> WHAT IS REQUIRED
Recast each line of the items below as a Markdown table with the columns Row and Line, numbering the rows and skipping blank lines. Leave the pictures out of the table.

> RAW RECORDS
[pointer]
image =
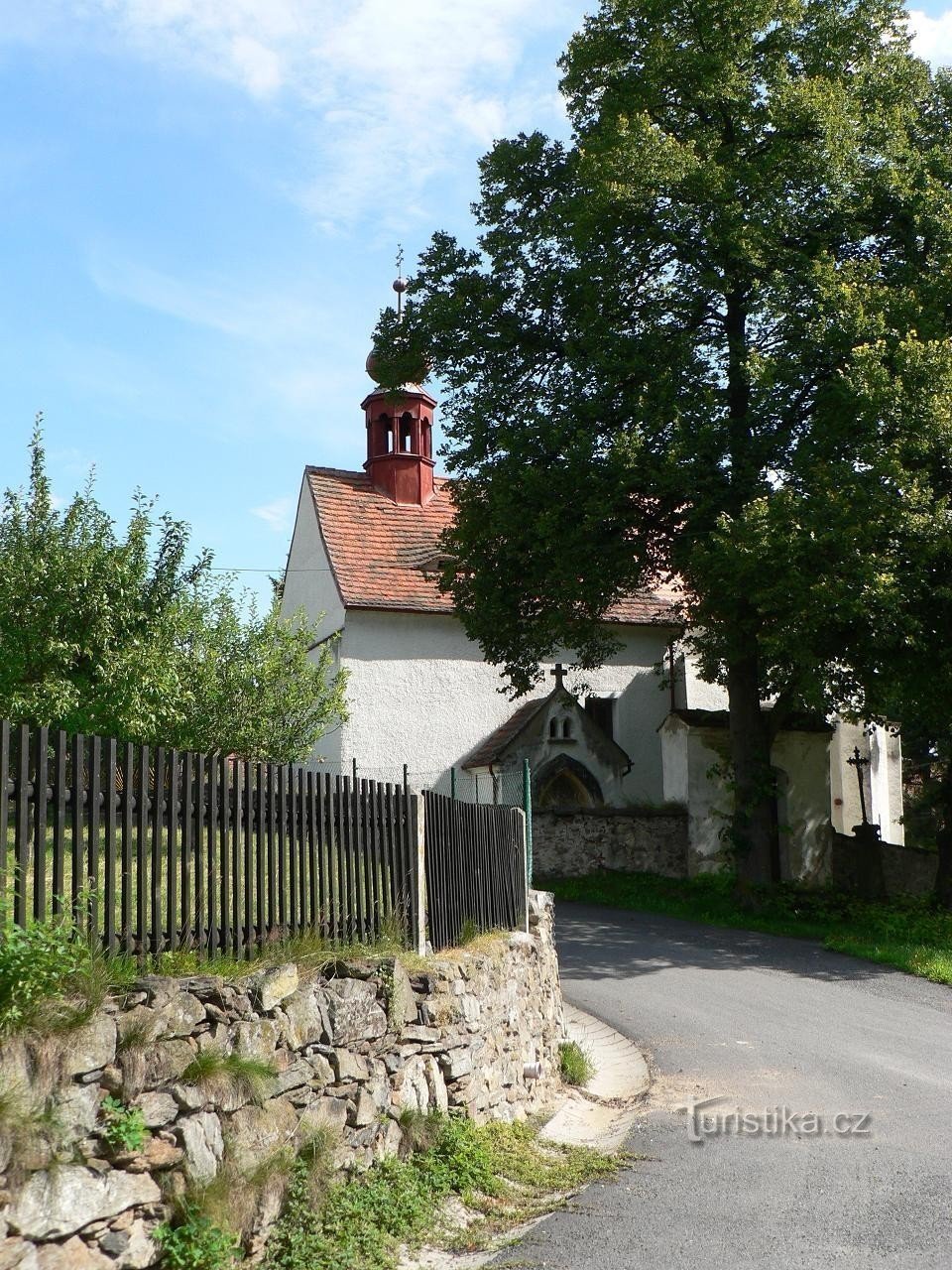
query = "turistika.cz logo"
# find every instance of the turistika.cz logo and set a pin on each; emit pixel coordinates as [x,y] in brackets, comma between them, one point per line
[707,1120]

> WRITTEN SOLUTION
| Row | Line |
|---|---|
| 1 | [pointer] |
| 2 | image = |
| 3 | query = "turistika.cz logo" |
| 4 | # find every instance of the turistika.cz logo and set a pin on each; emit pixel coordinates as [x,y] in brackets, comma between them, one point per line |
| 5 | [707,1120] |